Document segment
--- Begin ---

This is a post in a series of case studies focusing on companies that have used LEGO Serious Play to help solve real challenges they were facing. This week it’s Team Culture!

THE BRIEF

This case study is from back in 2014 and focuses on improving Team Culture. Pivotal Play (the playful consultancy I run in Australia) were engaged by a large Professional Services firm in Australia to work with one of their high performing teams.

The very successful team was facing a new challenge. They had recently lost some of their middle managers and communication between different levels within the team had suffered. It wasn’t impacting performance yet, but it had the potential to derail the firm’s most profitable group.

WHAT WE DID

Working with all levels in the group, Pivotal Play helped define and clarify what the problem was.

We ran a team workshop using the LEGO Serious Play method with the whole group. As part of the session we asked individuals to build LEGO models that represented their team environment as they saw it at the present moment. We got them to combine and integrate their individual models to get an overall picture of how the team saw the current state. This allowed everyone to have buy in and come to a common understanding of what the problems were.

We also asked them to build the team environment that would empower them in the future. The future state they would like see. Again combining individual models to build a shared vision.

The final step was filling in the gap, building what they needed to do as individuals and as a group to move from their current team environment to that shared vision of their future team environment.

With LEGO bricks we got all these issues on the table, where everyone felt comfortable discussing them. Leaders got to hear different perspectives and juniors got to understand the challenges faced by leadership. In the end the team co-created their own solution and an action plan to make it happen.

--- End ---

Requirements
**a)** Transcribe the section of the team culture case study that opens with the words containing "The final step" and closes with "make it happen.".
**b)** According to the team culture case study, whom had the high performing team recently lost?
Rely only on the case study above.

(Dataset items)
--- Begin ---

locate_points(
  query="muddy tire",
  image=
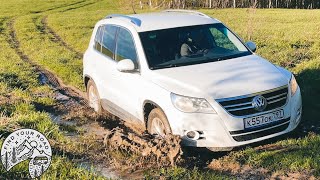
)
(93, 97)
(157, 123)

--- End ---

Expected responses
**a)**
The final step was filling in the gap, building what they needed to do as individuals and as a group to move from their current team environment to that shared vision of their future team environment.

With LEGO bricks we got all these issues on the table, where everyone felt comfortable discussing them. Leaders got to hear different perspectives and juniors got to understand the challenges faced by leadership. In the end the team co-created their own solution and an action plan to make it happen.

**b)** Some of its middle managers.